WHAT IS ASKED =>
Rewrite everything from the line containing "If you would be willing to tag the girl's knee" down to the end of the records, replacing "green light" with "green lamp" and leaving all else unchanged.

DATA SECTION =>
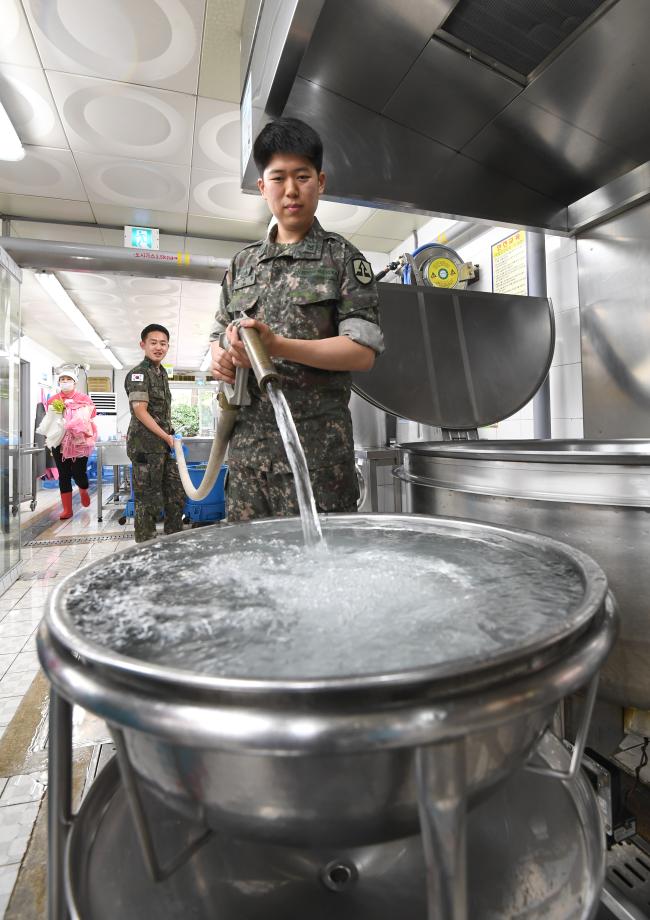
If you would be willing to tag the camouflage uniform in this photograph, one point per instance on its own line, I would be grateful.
(156, 481)
(314, 289)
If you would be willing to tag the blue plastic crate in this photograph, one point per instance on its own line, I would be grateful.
(211, 508)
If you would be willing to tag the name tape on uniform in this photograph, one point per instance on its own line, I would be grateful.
(362, 271)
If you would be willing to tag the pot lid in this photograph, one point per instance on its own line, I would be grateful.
(458, 359)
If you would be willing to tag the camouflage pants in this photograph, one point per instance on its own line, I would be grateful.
(252, 493)
(157, 486)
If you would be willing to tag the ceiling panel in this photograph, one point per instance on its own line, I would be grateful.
(45, 172)
(102, 116)
(26, 96)
(134, 183)
(215, 195)
(219, 75)
(217, 136)
(16, 42)
(46, 324)
(66, 233)
(46, 208)
(243, 230)
(220, 249)
(152, 42)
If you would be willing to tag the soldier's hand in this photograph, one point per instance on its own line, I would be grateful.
(269, 339)
(222, 366)
(236, 350)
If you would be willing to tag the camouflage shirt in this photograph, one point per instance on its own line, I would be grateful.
(144, 384)
(314, 289)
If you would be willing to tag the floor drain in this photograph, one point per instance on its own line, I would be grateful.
(68, 541)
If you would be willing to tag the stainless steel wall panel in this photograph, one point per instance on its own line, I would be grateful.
(627, 191)
(544, 152)
(362, 49)
(425, 102)
(601, 83)
(614, 284)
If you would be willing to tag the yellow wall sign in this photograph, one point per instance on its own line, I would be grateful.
(509, 265)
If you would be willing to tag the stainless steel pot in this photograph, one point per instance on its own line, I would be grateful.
(331, 760)
(595, 495)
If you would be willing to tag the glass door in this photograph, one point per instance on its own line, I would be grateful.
(9, 414)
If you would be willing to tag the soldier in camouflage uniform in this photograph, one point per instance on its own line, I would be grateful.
(156, 481)
(313, 298)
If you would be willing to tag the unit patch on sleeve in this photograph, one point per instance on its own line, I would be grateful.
(362, 270)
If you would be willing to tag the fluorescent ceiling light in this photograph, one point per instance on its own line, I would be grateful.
(10, 145)
(52, 285)
(205, 364)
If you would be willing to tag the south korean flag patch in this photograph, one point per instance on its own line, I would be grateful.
(362, 270)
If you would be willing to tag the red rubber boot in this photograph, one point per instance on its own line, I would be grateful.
(66, 501)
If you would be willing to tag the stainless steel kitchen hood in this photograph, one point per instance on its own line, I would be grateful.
(413, 117)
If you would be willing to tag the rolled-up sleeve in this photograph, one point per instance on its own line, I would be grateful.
(363, 332)
(137, 387)
(358, 309)
(222, 318)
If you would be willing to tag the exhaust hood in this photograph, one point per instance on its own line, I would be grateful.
(499, 110)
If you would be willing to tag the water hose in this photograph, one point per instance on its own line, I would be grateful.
(265, 373)
(225, 423)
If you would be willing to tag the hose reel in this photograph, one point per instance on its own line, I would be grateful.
(433, 265)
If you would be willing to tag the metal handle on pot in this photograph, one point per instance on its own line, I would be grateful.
(580, 742)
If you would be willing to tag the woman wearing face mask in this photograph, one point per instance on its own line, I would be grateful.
(78, 442)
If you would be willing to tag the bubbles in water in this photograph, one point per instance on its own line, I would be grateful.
(253, 602)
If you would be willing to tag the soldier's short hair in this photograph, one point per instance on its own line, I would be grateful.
(153, 327)
(287, 135)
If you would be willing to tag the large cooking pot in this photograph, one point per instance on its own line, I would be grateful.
(594, 495)
(298, 716)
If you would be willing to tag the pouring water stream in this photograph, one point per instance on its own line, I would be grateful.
(311, 528)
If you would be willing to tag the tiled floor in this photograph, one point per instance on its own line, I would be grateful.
(21, 608)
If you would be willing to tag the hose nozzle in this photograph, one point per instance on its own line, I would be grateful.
(262, 366)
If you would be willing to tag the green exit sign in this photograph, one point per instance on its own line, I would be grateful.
(141, 238)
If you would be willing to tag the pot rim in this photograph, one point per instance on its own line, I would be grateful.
(531, 656)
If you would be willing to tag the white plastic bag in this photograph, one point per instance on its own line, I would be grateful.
(52, 427)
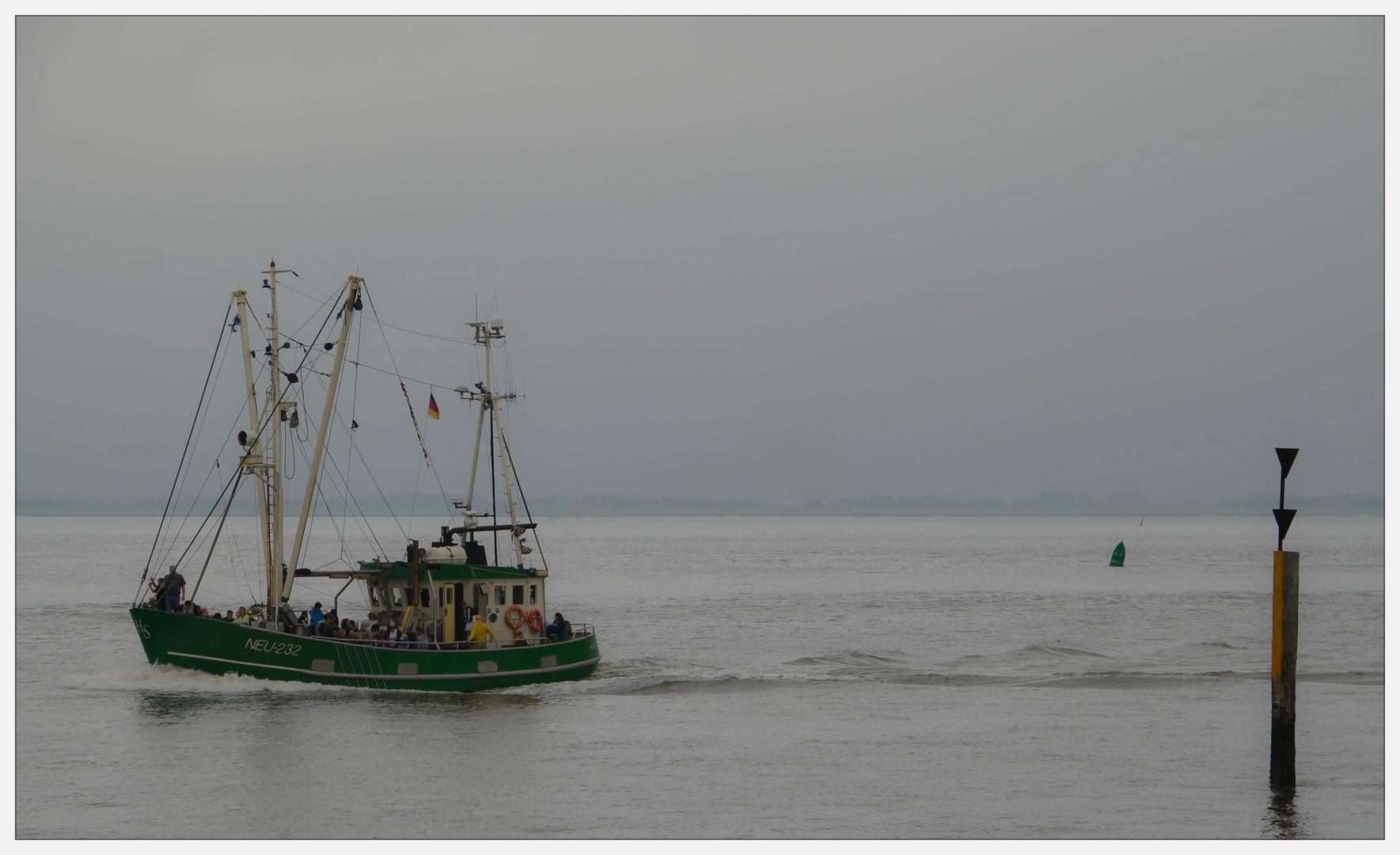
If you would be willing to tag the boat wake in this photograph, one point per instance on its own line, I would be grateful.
(169, 679)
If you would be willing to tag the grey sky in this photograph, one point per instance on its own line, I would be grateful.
(770, 259)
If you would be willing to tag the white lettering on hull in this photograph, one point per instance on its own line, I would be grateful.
(286, 648)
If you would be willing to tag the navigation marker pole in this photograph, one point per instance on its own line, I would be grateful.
(1284, 672)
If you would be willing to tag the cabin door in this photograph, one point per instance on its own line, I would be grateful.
(447, 596)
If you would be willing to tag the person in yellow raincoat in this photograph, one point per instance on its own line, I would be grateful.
(480, 632)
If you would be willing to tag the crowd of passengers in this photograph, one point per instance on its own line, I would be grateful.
(169, 595)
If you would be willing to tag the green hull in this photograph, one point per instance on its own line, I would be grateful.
(218, 648)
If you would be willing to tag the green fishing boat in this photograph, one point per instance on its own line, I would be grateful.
(442, 618)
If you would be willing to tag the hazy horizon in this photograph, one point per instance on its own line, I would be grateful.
(775, 259)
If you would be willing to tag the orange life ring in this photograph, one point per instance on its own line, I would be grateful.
(514, 621)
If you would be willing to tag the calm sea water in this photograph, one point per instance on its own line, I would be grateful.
(762, 678)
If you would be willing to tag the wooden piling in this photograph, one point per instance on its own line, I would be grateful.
(1283, 747)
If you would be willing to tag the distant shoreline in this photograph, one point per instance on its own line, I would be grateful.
(772, 511)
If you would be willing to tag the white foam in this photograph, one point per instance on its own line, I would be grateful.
(169, 678)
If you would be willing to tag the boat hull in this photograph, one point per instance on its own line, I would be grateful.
(218, 647)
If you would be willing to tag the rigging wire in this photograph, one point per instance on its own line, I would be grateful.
(442, 490)
(146, 572)
(199, 433)
(510, 458)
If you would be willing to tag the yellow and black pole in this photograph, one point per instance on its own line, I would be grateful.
(1284, 672)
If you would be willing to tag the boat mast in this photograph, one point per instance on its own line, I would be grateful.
(484, 333)
(252, 459)
(351, 287)
(273, 483)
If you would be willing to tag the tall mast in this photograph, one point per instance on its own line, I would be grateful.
(254, 457)
(275, 550)
(484, 333)
(353, 294)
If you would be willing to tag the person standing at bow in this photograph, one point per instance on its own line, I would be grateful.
(174, 590)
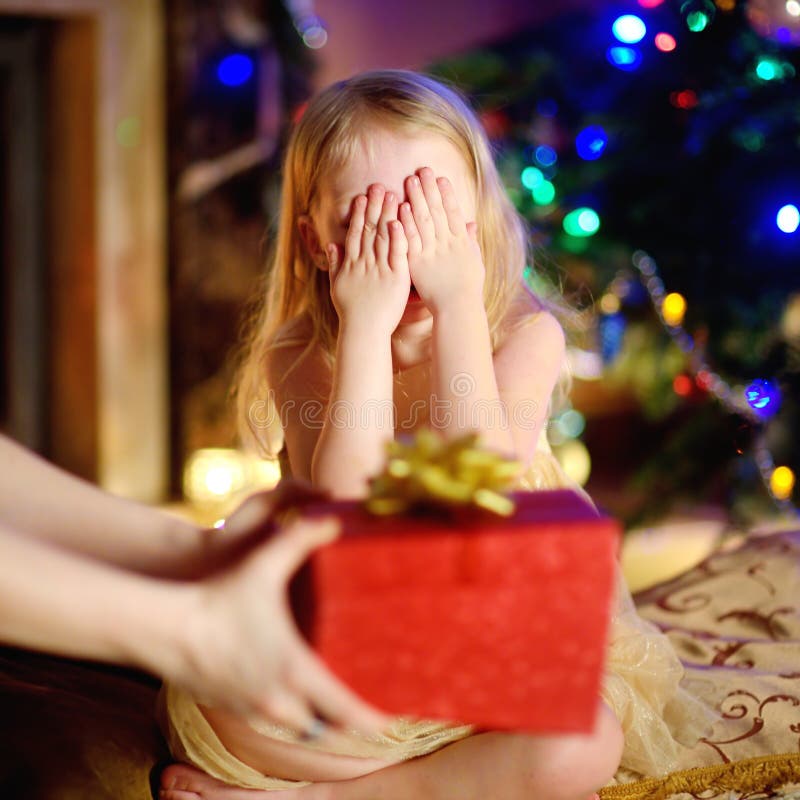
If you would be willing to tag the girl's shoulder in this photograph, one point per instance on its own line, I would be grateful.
(294, 358)
(526, 310)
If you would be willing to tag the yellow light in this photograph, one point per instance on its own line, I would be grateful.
(609, 303)
(673, 309)
(575, 460)
(781, 482)
(215, 475)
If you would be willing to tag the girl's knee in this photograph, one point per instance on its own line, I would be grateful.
(575, 766)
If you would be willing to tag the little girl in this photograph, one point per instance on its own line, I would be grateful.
(396, 301)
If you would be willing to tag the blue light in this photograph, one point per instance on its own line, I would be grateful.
(629, 29)
(763, 396)
(788, 219)
(545, 155)
(591, 142)
(235, 69)
(625, 58)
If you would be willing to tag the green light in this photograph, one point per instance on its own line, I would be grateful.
(769, 70)
(531, 177)
(582, 222)
(697, 21)
(543, 193)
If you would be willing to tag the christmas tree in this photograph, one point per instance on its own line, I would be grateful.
(655, 151)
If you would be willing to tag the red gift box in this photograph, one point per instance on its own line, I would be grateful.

RESULT BELOW =>
If you would be willing to tag the girl's knee in this photograph, one point per instance on its own line, I would be grateful.
(575, 766)
If you would be willing to tag the little girl in this photograph, one point per instance on its own line, I would be grateful.
(396, 301)
If you would be willing to tag the blue light in this photograph, one point per instance on its own line, I would be grateful.
(629, 29)
(763, 396)
(788, 219)
(545, 155)
(591, 142)
(235, 69)
(625, 58)
If you would be willing to tag the green lamp in this photograph, one point per instance on its own line, I would be grateful.
(769, 70)
(531, 177)
(582, 222)
(697, 21)
(543, 193)
If you would be willing to tag the christmas tree in this photograph, one point per instance on its own line, I would be grateful.
(655, 151)
If you would be willing to tag the red gift box in this photograph, one point per instance on its own line, I would be grateful.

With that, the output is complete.